>>>>
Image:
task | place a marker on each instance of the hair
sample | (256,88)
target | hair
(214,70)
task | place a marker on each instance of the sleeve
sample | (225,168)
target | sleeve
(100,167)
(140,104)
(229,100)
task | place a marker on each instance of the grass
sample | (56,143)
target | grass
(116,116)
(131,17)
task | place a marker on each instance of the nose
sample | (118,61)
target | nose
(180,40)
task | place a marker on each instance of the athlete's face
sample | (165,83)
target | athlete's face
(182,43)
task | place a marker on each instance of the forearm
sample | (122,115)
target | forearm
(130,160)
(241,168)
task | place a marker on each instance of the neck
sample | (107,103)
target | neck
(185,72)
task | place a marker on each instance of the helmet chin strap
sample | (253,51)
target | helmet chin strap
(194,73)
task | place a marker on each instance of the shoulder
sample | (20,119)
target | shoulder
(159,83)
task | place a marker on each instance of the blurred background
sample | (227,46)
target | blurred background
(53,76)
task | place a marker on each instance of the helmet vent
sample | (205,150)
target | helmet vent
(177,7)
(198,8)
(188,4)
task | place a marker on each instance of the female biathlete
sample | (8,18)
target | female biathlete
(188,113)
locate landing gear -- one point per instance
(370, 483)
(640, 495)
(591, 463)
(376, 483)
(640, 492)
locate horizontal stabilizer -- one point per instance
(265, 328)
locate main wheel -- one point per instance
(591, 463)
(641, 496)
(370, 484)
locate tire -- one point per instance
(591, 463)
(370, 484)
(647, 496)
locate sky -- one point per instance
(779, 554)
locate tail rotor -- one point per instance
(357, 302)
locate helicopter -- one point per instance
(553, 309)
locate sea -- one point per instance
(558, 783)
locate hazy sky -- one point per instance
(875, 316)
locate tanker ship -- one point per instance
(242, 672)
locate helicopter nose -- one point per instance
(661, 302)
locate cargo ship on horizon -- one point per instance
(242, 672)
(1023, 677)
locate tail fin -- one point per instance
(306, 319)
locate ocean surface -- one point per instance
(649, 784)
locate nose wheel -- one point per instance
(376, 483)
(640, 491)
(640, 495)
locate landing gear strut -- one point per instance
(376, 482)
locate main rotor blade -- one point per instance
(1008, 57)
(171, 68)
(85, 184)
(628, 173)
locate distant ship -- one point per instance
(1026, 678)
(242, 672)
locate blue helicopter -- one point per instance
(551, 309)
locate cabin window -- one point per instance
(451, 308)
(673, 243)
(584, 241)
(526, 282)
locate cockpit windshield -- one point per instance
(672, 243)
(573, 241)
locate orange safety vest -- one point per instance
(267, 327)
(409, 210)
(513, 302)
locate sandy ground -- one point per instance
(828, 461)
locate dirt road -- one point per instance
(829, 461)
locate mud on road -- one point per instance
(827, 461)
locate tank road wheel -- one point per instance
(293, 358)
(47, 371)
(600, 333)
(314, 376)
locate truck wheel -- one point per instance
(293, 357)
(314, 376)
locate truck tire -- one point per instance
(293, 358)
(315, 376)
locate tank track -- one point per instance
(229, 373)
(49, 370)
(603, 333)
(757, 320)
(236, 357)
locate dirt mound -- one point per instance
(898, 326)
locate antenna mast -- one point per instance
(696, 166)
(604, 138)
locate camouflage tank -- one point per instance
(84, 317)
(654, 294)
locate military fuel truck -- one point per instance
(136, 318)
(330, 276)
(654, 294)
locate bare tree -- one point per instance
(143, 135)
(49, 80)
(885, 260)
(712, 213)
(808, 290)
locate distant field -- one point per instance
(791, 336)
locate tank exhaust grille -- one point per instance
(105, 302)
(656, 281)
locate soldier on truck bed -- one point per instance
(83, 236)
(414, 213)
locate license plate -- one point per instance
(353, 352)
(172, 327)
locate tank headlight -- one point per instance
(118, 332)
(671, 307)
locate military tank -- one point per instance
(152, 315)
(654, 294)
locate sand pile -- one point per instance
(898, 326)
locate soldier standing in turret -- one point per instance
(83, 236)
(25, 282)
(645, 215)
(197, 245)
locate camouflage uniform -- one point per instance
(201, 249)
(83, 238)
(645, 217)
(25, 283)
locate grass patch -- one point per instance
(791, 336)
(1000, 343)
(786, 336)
<<<<
## AIM OF THE EXERCISE
Reproduce exactly, with nothing added, the lines from the one that contains "locate military fuel" to the end of the data.

## EXERCISE SOLUTION
locate military fuel truck -- one point per instance
(136, 318)
(330, 276)
(654, 294)
locate bare tree -- one point per instance
(143, 135)
(49, 80)
(885, 260)
(712, 213)
(808, 290)
locate distant field -- one point per instance
(791, 336)
locate tank exhaust grille -- one point per instance
(105, 302)
(656, 281)
locate soldier on truck bed -- one point per instance
(83, 236)
(414, 213)
locate license plate -- one point per instance
(353, 352)
(172, 327)
locate tank headlight -- one point per instance
(118, 332)
(671, 307)
locate military tank -- one point per instance
(152, 315)
(654, 294)
locate sand pile -- one point per instance
(898, 326)
locate soldier standing in turret -- one point per instance
(83, 236)
(25, 282)
(645, 215)
(197, 245)
locate camouflage uniform -- one point per instance
(201, 249)
(83, 238)
(645, 217)
(25, 283)
locate grass patch -- one point per instance
(791, 336)
(1000, 343)
(786, 336)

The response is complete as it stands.